● DESCRIPTION OF THE TASK: Please write a continuation of the essay below about training as an accountant, beginning right after its final sentence and not with the data that follows it.

● PAGE TEXT:
Did you wake up one morning when you were in primary school and assert, with the same certainty as the boy sitting next to you who wanted to be a train driver, that you wanted to be an accountant when you grew up? I didn't. So how I ended up qualified and allowed to put ACA after my name was somewhat of a mystery. It had a lot to do with wanting to prove that I was more than a ditzy blond with a Classics degree. It had a lot to do with wanting to learn about how people lived. It had most though to do with the fact that I wanted a training in life.
I chose to do my training in a wonderful family-orientated medium sized London-based practice where quickly I was despatched off to the manufacturing wastelands of the British Isles. It was eye-opening to see brown envelopes of cash being given out every week on the shop floor as wages and wondering how it was possible to feed a family on so little; to see the divide between those who made things and those who administered them; and to see the retrospective nature in what we did.
If you work in compliance and feel a funny turn coming over you, just remember that what I'm telling you happened many years ago in the antediluvian times pre-Big Bang and pre-Cadbury, since when I'm sure things have tightened up considerably. But when I'm asked "was there one moment in your career which really changed you?" then this is it.
I was finally eligible to go out on my own to audit a very small, private firm. The manager in charge accompanied me to the back end of nowhere to introduce me to the man whose office I would share for the week and who looked after the literal brown paper bag of receipts from which I was to produce a set of accounts. After the statutory tea, my colleague asked the question: "what do you want? a profit or a loss?".
Before you faint, as I nearly did at the time, at the brazen ignorance of our so-called independence, recognise that this profession is creative and far from boring as we are often portrayed.
In the week that followed I realised that, within the confines of the numbers, bank statements, cheque book stubs and receipts - oh, and of course the accounting standards and practices of the day - I could indeed make the finished accounts look more profit than loss, or more loss than profit. It all depended on whether it was an expense or an investment, income or not; but one thing for sure: the cash at bank was immoveable and everything had to balance - there were no joker cards to play.
That question "what do you want? a profit or a loss?" kept though echoing in my mind. How did it apply to me and my life?
We are all given 168 hours a week (you don't need a calculator! 7 days x 24 hours). How do you allocate them all, not just those 35 hours which go on your time sheet. It's relevant because somewhere along the line you have to fit in studying 17 hours a week in order to qualify (and note that at the time we were only taught to get just above the pass mark - in the name of efficiency - so you were never going to know everything and you couldn't therefore abandon any of the syllabus). 17 hours doesn't sound that much but when you take into account commuting an hour each way (10 hours), lunch hour (5), getting up and ready in the morning, with breakfast, (5) having a bath and getting ready for bed in the evening, including ironing a shirt (5), eight lovely hours of sleep a night (56), shopping for food (2), eating dinner - weekdays (5), cooking and eating a decent lunch at the weekends (2 x 2.5), cleaning the house (3), doing the laundry (3), going for a bracing walk/exercise/swim at the gym (2 x 3), talking to your mum on the phone (1), you're already 10 hours short per week, and that doesn't include going out with friends. What you learn training to be an accountant is efficiency, the discipline of effectiveness based on a deep commitment to stretch yourself to get something out of your current reach and comfort zone: every minute count of every hour counts, especially the ones not on your time sheet.

● DATASET EXTRACT:

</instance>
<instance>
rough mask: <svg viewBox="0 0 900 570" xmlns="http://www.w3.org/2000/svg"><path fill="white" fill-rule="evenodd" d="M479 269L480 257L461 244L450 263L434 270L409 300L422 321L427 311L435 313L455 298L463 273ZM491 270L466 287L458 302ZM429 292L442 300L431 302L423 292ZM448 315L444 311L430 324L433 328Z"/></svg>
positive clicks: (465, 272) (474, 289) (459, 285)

● ANSWER TO THE EXERCISE:
Here's the thing: those hours are measured not in money - it's not about how much you charge or earn per hour - but in breaths. You can't off-balance sheet finance with breaths. One of those yogic facts you need right now to accept is all living beings are allocated the same number of breaths, somewhere in the region of 84 gazillion (it depends on the translation). Essentially an elephant lives longer because it uses them up slower than a dragonfly who uses them up very, very, very fast indeed. If you're stressed you'll breath faster; if you slow your breath rate down to a yogic 4 per minute (5 seconds in, 5 seconds hold, 5 seconds out) you'll be on track for a human lifespan. As a side effect incidentally, slowing down your breath rate controls your emotions which tend to be a big waster of time, so it's a win-win situation.
So when you qualify, thus releasing seventeen precious hours a week of breaths from your already crammed schedule, what do you do with them? The answer will determine whether your life is a profit or a loss for you.
You didn't come on holiday to Planet Earth just to be an accountant, in an office, pushing paper did you? What happened to what else you wanted to enjoy and experience on your short stay here? Surely there's more to life than mere survival, feeding and housing yourself? What is it?
How does your 168-hour a week time sheet hold up to an audit, not later at the pearly gates by Peter the Senior Partner, but now by you?
I guess, if you're reading this, that you score pretty highly on compliance, you've got good systems in place to ensure that you catch the 7.12am from Bexleyheath, automatic renewals for your gym/music society membership; that your discipline which got you through those training years, and keeps you turning up at the office day after day, is not to be sniffed at. But what of the substantive testing? Are you getting the most out of life?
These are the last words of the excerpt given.